══ SUPPLIED RECORDS ══

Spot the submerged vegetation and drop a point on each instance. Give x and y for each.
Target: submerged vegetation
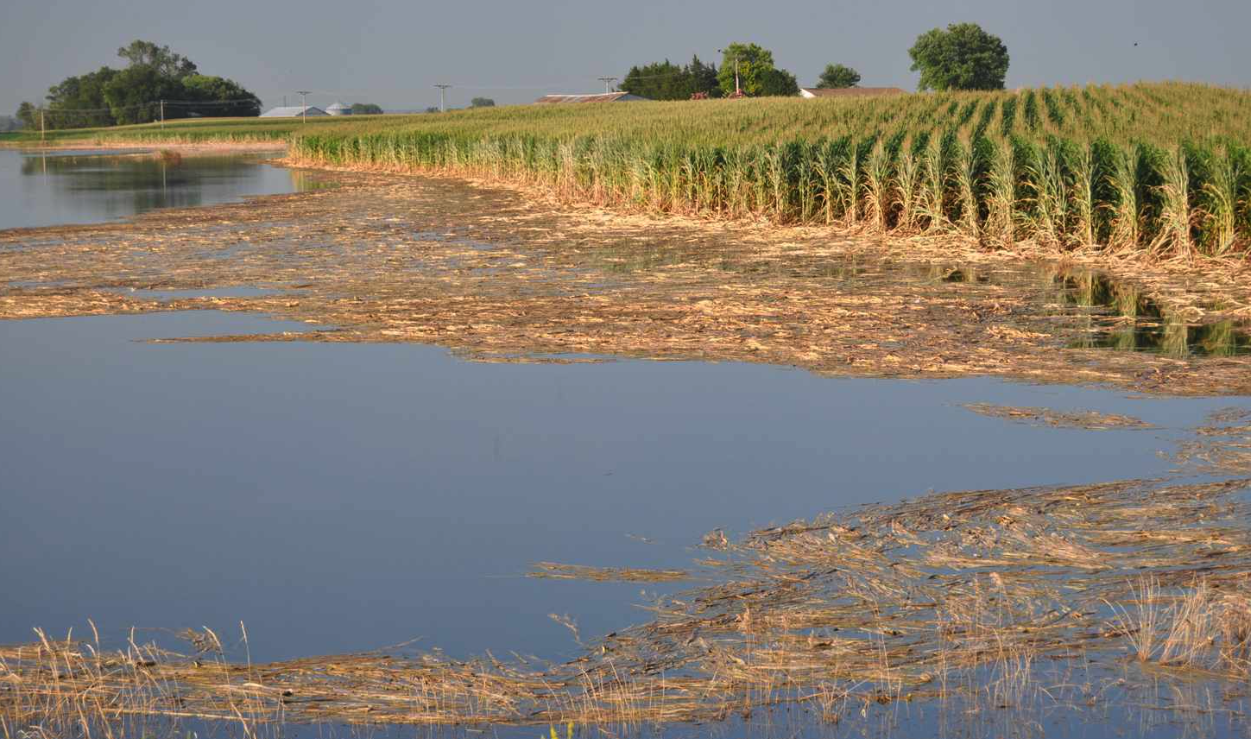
(993, 602)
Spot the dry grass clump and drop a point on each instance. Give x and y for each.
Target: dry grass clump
(1080, 419)
(1221, 448)
(576, 572)
(957, 597)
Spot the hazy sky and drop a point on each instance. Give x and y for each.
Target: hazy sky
(390, 53)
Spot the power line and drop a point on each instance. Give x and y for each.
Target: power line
(443, 89)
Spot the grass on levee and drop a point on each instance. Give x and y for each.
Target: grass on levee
(213, 130)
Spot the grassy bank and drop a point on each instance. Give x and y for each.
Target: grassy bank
(218, 130)
(1154, 168)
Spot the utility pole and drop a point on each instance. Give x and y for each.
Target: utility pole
(737, 89)
(304, 105)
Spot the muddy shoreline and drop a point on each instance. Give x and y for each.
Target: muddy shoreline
(502, 274)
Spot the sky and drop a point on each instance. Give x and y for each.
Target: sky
(392, 53)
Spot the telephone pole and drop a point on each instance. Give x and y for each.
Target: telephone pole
(304, 105)
(737, 89)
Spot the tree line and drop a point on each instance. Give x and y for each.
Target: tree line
(962, 56)
(134, 94)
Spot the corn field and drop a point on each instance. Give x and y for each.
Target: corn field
(1156, 168)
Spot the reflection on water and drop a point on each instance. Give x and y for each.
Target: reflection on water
(1119, 315)
(41, 189)
(1126, 320)
(339, 497)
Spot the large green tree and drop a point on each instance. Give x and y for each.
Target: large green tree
(79, 101)
(28, 115)
(134, 94)
(664, 80)
(837, 75)
(209, 95)
(165, 63)
(757, 73)
(961, 58)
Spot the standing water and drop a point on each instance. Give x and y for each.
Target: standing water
(81, 186)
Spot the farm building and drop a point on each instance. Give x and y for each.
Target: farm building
(591, 98)
(810, 93)
(292, 111)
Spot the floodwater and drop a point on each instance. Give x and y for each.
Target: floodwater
(348, 497)
(54, 188)
(338, 498)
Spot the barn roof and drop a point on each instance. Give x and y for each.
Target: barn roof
(851, 91)
(292, 111)
(591, 98)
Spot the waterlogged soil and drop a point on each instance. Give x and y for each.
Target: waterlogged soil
(498, 274)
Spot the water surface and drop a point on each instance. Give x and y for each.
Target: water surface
(349, 497)
(56, 188)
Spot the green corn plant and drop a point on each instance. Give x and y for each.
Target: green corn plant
(932, 200)
(1176, 218)
(907, 183)
(1002, 195)
(966, 179)
(1222, 196)
(877, 188)
(1125, 180)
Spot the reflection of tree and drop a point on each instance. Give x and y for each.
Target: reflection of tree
(121, 185)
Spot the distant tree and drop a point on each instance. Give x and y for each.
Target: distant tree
(664, 80)
(837, 75)
(134, 94)
(159, 58)
(779, 83)
(79, 101)
(214, 96)
(756, 70)
(961, 58)
(703, 78)
(659, 80)
(28, 115)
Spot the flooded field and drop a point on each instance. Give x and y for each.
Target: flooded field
(526, 465)
(81, 186)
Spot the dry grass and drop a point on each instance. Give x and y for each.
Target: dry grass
(1220, 448)
(957, 597)
(498, 275)
(577, 572)
(1080, 419)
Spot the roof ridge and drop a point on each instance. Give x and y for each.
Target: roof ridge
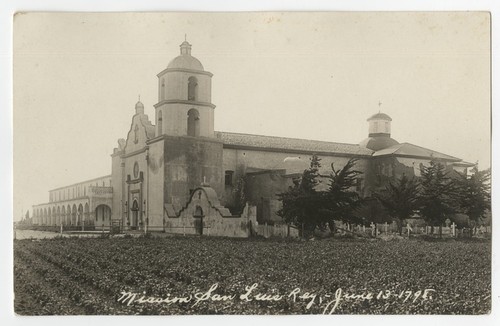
(282, 137)
(433, 151)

═══

**DIRECTIONS**
Reproduce the lines above, beginning at the line with "Target: reflection on water" and stopping after the line with "Spot the flooded", exactly as they are.

**SOLUTION TO THIS PROBLEM**
Target: reflection on water
(1119, 315)
(41, 189)
(1126, 320)
(339, 497)
Spot the large green tree and drop a point on each instance. Give x and y for each.
Target: large green tree
(79, 101)
(28, 115)
(134, 94)
(664, 80)
(837, 75)
(209, 95)
(165, 63)
(757, 73)
(961, 58)
Spot the standing water and drop a point on each instance. Give x and y for each.
Target: standing water
(81, 186)
Spot the farm building and drop a point on each instance. Give x and y for each.
Target: farm building
(591, 98)
(810, 93)
(292, 111)
Spot the floodwater and drop a point on each instance. Give x and y for each.
Target: floodwater
(348, 497)
(54, 188)
(338, 498)
Spot the barn roof and drop a point on each instance. Give x and y for each.
Target: barn roof
(851, 91)
(292, 111)
(591, 98)
Spot the waterlogged soil and drop a point on each instance. Give x and y for each.
Target: waterlogged soil
(498, 274)
Spot the water surface and drop a point on each instance. Give x and y for each.
Target: water surface
(349, 497)
(56, 188)
Spot the green corn plant and drop a point on each instance. Give x and y for each.
Target: green corn plant
(932, 200)
(1176, 218)
(907, 183)
(1002, 195)
(966, 179)
(1222, 196)
(877, 188)
(1125, 180)
Spot the reflection of tree and drop a point on each instance. Give x and y for each.
Target: reflection of tree
(121, 185)
Spot the distant tree and drop a point on each instance. Give x and y for each.
Target: distant tree
(664, 80)
(837, 75)
(134, 94)
(159, 58)
(779, 83)
(79, 101)
(214, 96)
(756, 70)
(961, 58)
(703, 78)
(659, 80)
(28, 115)
Spot the flooded field and drop a point on each instance. Give x and y for each.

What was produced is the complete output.